# Given passage
★ ★ ★ ★ ★ ★ ★
In fact, a lot of our friends didn't know how sick she had gotten. Some knew that it had been discovered, last fall, that that she carried around a little bomb inside of her brain, but they didn't know it had gone off.

She made her dying-of-cancer-debut at Amy's birthday party, at the blue lit bar in Fremont.


Sarah with some of our teammates at my house, after she got sick.

She walks slowly into the bar, wearing a knit hat to cover the slice in her head. She cannot really walk by herself, or stand upright without swaying. Doug is supporting her, her body slumped and heavy from steroids.

Not sure how to act, those of us who know just pretend that everything is okay. We hug Sarah and take pictures with her. "What is she doing here?" We ask her roommates, and they just shrug. "She wanted to come."

Of course we want to see her, and we want her with us. The blueish lights casting a sickly glow over the faces of strangers, the band up there playing the tango, the bang of an empty shot glass hitting the bar, and the looks on our friends faces who haven't seen Sarah since she started treatment- they are stunned completely into silence- it feels like a madhouse.

Doug has to go to the bathroom. He gently pushes Sarah over to me. "HOLD HER" he shouts. I am in awe of his intense focus which he has kept up since the diagnosis. Sarah sways from side to side and I steady her, leaning my full weight against hers. "Woah, there, girl!" I say, and laugh. People around us are trying not to stare. Some are smirking, thinking this is just another girl who got too drunk too early in the evening.

Mostly she just stands there, lolling back and forth. I hate to admit it, but I don't want to look at her. She looks so different, so shrouded in a fog of sickness and medicine and confusion. Her face is lopsided, with only half of her mouth able to move. If I was a good person I wouldn't even notice any of that. I'd just her face with one hand and think about how beautiful she is. But I can't even come close to that.
★ ★ ★ ★ ★ ★ ★
# Information provided

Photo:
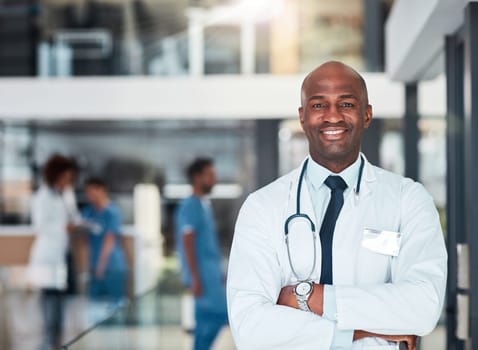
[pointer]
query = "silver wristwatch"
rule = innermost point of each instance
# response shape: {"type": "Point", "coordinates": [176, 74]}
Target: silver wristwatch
{"type": "Point", "coordinates": [302, 292]}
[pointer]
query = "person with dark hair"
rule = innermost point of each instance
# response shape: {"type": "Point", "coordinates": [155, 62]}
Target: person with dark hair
★ ★ ★ ★ ★ ★ ★
# Task
Extend the account of Sarah's appearance at Amy's birthday party, picking up right after its final sentence.

# Written answer
All of a sudden her eyes swim into focus. "Melina," she says, in her high raspy voice. "You're so beautiful. I love you." She says, "I love you so much." She says, "I miss you."

I want to tell her to shut up and stop talking that way. But I just say "Oh, well, I love you too!" Which is true, but the way I say it is fake. I said it like, "you silly goose, of course we love each other! Now drink up! Let's have a party!"

She drifts away again. I keep wondering what she could be thinking about. "Where's Doug?" She asks. I tell her he's in the bathroom. "Is he coming back?" Hers is the voice of someone who has just woken up, dream bleary.

"Of course he's coming back silly," I tell her, just making everything one big joke. "He's only in the bathroom."

She says, "I want him."

But when Doug comes back, his wedding rings falls off his finger. And all of our friends are down on their knees, searching through stranger's ankles on the slick floor. When the band finishes up their song, the bar tender flicks the lights and announces, "Ladies and gentlemen, a young man has lost his wedding ring, if we could all take a look..."

And all the strangers in the crowd roar a laugh, ha ha, he's lost his wedding ring, ha ha!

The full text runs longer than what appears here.